▶ ABOUT THIS TASK
In the entries below, which lines run from the one containing "open door in the photo above." to the one containing "glass panel in the photo above."? Copy exactly those lines, ends included, and no others.

[Point localization data]

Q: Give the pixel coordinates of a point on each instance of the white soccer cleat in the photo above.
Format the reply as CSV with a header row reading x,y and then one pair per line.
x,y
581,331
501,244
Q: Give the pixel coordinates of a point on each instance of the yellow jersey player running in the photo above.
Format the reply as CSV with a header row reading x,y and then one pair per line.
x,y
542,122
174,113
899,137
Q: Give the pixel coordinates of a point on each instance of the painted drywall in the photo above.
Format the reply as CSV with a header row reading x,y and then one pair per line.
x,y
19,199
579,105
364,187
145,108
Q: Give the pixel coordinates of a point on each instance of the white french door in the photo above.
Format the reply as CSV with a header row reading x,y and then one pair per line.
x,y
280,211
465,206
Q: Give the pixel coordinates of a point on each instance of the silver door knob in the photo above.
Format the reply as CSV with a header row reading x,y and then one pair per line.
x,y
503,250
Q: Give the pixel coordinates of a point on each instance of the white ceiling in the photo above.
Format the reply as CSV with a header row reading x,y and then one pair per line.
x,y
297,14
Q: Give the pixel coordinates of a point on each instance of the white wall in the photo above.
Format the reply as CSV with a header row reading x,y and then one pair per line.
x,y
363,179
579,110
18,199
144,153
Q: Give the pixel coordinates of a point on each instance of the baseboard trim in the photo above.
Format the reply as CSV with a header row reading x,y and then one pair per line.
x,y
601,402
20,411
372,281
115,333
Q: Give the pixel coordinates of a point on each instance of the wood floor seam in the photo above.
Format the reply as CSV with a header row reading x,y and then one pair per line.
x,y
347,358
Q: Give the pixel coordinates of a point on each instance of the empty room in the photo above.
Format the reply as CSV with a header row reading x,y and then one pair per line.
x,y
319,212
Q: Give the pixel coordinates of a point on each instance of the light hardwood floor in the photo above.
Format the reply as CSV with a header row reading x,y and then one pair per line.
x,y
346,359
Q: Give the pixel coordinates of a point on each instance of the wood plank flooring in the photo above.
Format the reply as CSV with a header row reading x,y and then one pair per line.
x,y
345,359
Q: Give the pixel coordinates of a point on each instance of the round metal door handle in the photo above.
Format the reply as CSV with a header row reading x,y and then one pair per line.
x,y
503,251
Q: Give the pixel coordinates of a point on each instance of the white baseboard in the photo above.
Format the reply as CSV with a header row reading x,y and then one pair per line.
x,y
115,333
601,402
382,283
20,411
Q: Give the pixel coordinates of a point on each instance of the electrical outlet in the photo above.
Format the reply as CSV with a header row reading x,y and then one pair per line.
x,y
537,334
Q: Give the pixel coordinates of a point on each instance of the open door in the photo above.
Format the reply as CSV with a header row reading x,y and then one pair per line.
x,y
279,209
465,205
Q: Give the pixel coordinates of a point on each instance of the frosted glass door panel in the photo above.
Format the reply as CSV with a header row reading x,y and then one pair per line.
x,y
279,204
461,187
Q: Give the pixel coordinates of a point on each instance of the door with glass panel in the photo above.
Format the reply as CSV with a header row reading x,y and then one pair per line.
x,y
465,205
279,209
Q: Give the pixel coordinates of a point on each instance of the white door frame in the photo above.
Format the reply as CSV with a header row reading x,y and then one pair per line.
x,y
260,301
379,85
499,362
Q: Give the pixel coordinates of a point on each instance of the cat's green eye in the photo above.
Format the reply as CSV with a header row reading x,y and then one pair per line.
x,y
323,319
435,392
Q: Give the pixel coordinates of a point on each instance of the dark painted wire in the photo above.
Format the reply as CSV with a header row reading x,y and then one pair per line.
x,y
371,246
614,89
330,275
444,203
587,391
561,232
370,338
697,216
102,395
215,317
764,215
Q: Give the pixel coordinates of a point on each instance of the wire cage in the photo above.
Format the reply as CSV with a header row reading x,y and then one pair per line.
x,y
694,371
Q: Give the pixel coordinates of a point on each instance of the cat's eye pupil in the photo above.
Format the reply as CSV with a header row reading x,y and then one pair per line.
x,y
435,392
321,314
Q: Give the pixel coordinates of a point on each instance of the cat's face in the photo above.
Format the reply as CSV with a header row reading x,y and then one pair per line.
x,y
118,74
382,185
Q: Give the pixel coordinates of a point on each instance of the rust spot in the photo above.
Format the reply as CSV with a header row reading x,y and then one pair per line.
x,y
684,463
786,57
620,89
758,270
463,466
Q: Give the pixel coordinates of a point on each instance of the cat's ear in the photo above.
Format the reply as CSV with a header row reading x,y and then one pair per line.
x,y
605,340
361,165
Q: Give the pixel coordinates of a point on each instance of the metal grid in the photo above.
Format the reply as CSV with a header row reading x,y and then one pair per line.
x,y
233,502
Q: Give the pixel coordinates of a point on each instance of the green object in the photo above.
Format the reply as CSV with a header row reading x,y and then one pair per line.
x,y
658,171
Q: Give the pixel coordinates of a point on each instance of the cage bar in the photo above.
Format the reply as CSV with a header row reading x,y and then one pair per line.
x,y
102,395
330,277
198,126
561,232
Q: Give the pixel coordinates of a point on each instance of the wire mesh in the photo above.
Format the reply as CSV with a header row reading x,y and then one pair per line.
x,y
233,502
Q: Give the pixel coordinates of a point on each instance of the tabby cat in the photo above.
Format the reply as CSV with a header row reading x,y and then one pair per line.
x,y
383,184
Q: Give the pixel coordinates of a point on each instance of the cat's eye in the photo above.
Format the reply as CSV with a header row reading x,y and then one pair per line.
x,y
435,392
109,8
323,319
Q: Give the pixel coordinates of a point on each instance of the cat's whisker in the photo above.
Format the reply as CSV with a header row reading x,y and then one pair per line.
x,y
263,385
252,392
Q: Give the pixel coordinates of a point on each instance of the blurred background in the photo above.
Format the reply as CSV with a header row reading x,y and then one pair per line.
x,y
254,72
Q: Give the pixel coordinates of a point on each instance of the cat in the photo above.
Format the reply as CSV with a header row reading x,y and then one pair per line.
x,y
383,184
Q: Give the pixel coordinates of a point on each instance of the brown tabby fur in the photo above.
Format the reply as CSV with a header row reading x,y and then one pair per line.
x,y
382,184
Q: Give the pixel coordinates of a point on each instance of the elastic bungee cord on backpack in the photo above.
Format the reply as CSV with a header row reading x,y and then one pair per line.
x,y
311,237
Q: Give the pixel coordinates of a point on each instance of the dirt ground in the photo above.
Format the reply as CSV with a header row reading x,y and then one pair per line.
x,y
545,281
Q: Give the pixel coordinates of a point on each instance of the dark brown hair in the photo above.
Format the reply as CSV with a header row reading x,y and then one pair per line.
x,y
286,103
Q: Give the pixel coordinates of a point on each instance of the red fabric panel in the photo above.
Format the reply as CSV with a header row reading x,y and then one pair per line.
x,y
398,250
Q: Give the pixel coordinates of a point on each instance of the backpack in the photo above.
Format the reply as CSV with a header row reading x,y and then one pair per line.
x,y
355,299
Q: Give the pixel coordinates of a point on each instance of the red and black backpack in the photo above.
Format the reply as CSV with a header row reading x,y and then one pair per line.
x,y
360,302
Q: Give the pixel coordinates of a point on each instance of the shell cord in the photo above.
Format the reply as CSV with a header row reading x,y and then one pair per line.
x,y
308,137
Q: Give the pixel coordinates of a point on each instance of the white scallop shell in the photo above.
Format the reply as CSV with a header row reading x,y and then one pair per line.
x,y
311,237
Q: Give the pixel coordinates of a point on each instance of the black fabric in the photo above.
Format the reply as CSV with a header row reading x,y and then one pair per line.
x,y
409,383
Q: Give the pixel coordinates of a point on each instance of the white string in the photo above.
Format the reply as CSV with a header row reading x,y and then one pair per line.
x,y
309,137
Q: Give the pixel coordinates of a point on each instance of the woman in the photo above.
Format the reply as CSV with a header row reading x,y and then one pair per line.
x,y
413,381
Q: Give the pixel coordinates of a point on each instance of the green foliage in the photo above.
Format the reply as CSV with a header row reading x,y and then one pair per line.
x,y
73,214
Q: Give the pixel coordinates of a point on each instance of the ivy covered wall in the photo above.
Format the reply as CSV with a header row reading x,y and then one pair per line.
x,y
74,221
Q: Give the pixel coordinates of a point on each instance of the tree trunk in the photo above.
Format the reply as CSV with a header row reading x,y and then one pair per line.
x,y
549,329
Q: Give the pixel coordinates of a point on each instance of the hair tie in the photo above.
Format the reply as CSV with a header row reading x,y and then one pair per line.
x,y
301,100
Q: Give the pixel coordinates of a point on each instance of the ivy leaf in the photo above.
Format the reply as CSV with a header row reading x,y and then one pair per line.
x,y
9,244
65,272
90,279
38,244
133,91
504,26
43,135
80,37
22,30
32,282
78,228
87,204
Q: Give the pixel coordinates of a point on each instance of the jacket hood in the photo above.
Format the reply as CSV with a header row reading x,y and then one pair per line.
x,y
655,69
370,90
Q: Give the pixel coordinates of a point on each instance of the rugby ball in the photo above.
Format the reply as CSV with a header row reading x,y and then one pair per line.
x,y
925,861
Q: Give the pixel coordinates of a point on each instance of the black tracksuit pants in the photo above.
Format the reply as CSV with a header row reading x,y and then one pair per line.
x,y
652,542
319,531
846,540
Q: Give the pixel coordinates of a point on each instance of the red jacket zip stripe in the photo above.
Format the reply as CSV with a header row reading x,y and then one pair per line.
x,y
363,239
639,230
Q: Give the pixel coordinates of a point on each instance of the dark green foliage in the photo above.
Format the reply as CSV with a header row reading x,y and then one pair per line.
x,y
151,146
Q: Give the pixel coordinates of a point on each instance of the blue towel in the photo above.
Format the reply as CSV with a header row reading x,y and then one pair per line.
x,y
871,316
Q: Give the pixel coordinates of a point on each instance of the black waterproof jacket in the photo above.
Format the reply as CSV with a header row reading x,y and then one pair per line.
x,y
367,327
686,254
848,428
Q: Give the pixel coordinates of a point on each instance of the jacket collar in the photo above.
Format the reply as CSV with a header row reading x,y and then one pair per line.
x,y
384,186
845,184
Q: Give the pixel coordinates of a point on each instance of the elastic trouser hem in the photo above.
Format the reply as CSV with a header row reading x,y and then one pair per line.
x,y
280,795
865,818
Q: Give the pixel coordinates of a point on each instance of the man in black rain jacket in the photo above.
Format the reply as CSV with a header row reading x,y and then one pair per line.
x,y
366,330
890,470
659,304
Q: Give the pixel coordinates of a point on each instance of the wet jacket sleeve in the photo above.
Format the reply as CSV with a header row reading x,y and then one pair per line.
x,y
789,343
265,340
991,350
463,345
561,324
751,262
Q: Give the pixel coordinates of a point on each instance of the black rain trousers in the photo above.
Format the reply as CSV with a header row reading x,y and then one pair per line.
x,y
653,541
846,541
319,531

▶ RESPONSE
Q: Give the pixel coordinates of a point on each instance of the open door in the photo above.
Format the reply as CSV with a header row reading x,y and then one pair per line.
x,y
279,209
465,205
Q: Give the pixel coordinates of a point on each instance of the frosted glass door panel in the photo above.
Format the reply as CSV with a header row reading x,y and then one pair per line.
x,y
279,204
461,187
Q: Give the pixel coordinates of a point on each instance of the door with glass panel in the photo above.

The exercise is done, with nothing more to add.